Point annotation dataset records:

§ §

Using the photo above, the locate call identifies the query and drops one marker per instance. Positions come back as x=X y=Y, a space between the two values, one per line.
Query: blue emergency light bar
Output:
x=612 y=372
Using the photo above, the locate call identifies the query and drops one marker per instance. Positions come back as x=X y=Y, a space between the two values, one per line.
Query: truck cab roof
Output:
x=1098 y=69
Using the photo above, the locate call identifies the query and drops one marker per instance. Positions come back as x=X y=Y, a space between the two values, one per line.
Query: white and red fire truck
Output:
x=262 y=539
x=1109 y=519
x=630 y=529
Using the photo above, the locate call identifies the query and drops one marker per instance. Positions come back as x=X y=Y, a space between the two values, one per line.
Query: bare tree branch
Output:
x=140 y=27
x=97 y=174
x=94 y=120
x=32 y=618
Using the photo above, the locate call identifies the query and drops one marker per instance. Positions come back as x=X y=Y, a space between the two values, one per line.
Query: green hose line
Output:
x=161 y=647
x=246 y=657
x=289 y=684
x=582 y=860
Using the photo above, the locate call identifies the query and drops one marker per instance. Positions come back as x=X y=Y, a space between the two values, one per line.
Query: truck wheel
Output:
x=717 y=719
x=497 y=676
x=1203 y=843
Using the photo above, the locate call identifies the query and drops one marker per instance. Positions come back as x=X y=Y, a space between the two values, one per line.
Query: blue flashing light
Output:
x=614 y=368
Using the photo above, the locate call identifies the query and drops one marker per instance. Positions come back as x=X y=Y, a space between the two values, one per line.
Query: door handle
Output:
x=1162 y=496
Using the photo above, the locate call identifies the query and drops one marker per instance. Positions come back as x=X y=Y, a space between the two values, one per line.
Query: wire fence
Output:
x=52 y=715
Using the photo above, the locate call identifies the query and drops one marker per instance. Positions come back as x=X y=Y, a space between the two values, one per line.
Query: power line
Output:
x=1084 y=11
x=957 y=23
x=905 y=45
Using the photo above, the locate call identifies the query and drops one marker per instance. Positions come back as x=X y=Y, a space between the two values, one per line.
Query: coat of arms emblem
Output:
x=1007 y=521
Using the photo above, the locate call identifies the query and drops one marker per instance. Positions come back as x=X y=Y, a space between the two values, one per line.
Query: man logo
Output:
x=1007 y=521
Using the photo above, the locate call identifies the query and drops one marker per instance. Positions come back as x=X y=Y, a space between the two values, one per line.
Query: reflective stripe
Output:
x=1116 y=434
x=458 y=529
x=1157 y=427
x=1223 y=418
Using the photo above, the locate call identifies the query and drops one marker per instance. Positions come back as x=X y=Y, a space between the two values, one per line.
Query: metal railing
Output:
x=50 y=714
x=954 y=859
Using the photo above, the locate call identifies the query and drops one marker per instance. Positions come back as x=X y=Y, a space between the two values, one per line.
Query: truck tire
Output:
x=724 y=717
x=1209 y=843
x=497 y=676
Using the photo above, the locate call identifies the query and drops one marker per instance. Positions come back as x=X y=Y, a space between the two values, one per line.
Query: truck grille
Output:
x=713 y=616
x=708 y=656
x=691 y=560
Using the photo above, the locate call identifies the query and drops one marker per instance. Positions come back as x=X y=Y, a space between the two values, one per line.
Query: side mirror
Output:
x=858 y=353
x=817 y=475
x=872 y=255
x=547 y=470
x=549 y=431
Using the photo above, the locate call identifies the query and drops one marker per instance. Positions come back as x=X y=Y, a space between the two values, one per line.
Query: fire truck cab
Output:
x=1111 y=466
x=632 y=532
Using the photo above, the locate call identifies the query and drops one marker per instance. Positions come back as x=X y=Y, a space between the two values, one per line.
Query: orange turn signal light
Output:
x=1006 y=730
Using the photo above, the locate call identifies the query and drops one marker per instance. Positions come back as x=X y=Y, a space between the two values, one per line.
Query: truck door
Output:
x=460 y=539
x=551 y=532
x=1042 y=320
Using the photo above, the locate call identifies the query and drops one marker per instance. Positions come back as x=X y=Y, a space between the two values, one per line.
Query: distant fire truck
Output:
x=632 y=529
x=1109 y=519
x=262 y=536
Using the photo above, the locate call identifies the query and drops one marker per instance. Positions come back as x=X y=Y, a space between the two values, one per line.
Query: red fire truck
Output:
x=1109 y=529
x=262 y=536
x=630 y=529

§ §

__What is needed__
Please output the complete data exactly.

__Solution to this problem__
Using the photo above, the locate call identifies the query and drops one marker per instance. Positions come back as x=X y=Y, a space between the two values, one per line.
Query: blue emergency light bar
Output:
x=612 y=372
Using the photo above, the locate call identifies the query and drops one marker per instance. Positions come back as x=X y=Y, a space between the two values, one per line.
Query: truck cab roof
Output:
x=1098 y=69
Using the photo above, the locate call identifies the query and drops one marker per instance. Positions come back as x=X y=Y, a space between the two values, one per line.
Query: white and red fire truck
Output:
x=262 y=539
x=1109 y=519
x=630 y=529
Using the photo above, the locate call identifies the query and drops one marker per instance. Positions come back as x=X y=Y, a space between the two values, one per line.
Query: bare tree branch
Output:
x=140 y=27
x=97 y=174
x=94 y=120
x=32 y=618
Using the photo above, the locate call identifies the query and drops one marker per instance. Positions come back as x=X y=Y, a space between the two values, one per line.
Query: green hose line
Output:
x=161 y=647
x=246 y=657
x=289 y=684
x=582 y=860
Using the photo above, the locate call identifies the query and drops one marker per instance. Positions come back as x=X y=Y, a space between the two values, one per line.
Query: truck wheel
Output:
x=717 y=719
x=497 y=676
x=1203 y=843
Using the photo above, the locate call identifies the query and drops one marker per instance. Positions come back as x=X y=Y, a space between the two values, one per line.
Query: blue flashing light
Output:
x=614 y=368
Using the photo above, the locate call identifies the query and drops one marker per instance. Positions come back as x=X y=Y, a space between the two values, one per line.
Query: door handle
Output:
x=1162 y=496
Using the photo above, the locate call identifies the query and drops one marker per instance. Positions come back as x=X y=Y, a space between the two values, one per line.
Query: wire fence
Output:
x=52 y=715
Using the photo above, the locate call identifies the query and drops one marker per instance. Positions come back as x=X y=Y, a space between the two values, one per line.
Query: power line
Output:
x=1084 y=11
x=957 y=23
x=905 y=45
Using the photo above, the locate call identifies the query and drops one marker per instance. Positions come back as x=X y=Y, a space between the two values, one per line.
Query: coat of arms emblem
Output:
x=1007 y=521
Using the photo above, the locate call identifies the query and drops one marker per instance. Positions come back as x=X y=Y, a space between the two values, one per line.
Query: man logo
Output:
x=1007 y=521
Using the photo above, the locate call identifies the query and drops one marker per instance. Positions come back as x=X y=Y, a space between the two values, one per line.
Query: reflective stripe
Output:
x=1116 y=434
x=458 y=529
x=1157 y=427
x=1223 y=418
Using the photo above, the locate call identifies the query and drops one marker per instance. Positions come back as x=X y=Y, a space between the two values, one per line.
Query: metal railing
Output:
x=50 y=714
x=954 y=859
Using the photo above, the locate call identifies the query and drops one marker per instance. Positions come back as x=X y=Y, a space between the two values, one per line.
Query: truck tire
Output:
x=724 y=717
x=1209 y=843
x=497 y=676
Using the photo above, the locate call identifies the query and drops one marker per instance. Positions come back as x=X y=Y, a space between the two values, one per line.
Query: truck grille
Output:
x=713 y=616
x=708 y=656
x=691 y=560
Using the photo above, the locate call identifies the query and drops one marker per instance. Positions come back as x=X y=Y, a space between the two values, one per line.
Query: side mirror
Output:
x=858 y=353
x=817 y=475
x=872 y=255
x=547 y=470
x=549 y=431
Using the photo above, the locate call identifies the query and drops one marker per instance. Positions come back as x=X y=Y, a space between the two values, one per line.
Query: fire truck cab
Output:
x=1111 y=466
x=632 y=532
Using the photo above, the locate call identifies the query and drops one marker per instance. Positions come back as x=X y=Y, a space between the two values, one per line.
Query: orange turn signal light
Output:
x=1006 y=730
Using the photo above, the locate call identifies the query and drops one marker per instance. Positions come back as x=X y=Y, a space between the two values, one per line.
Query: truck door
Output:
x=460 y=539
x=551 y=532
x=1042 y=320
Using the photo above, the locate call identifies the query and drops one marker per instance. Positions come back as x=X y=Y, a space between the two values, one per line.
Query: distant fire truck
Output:
x=632 y=529
x=1109 y=519
x=262 y=536
Using the photo above, the locate call identifies the query and drops one marker per instance. Positions come back as x=X y=Y, a space between the two values, one per line.
Query: red fire truck
Output:
x=1109 y=529
x=262 y=536
x=630 y=529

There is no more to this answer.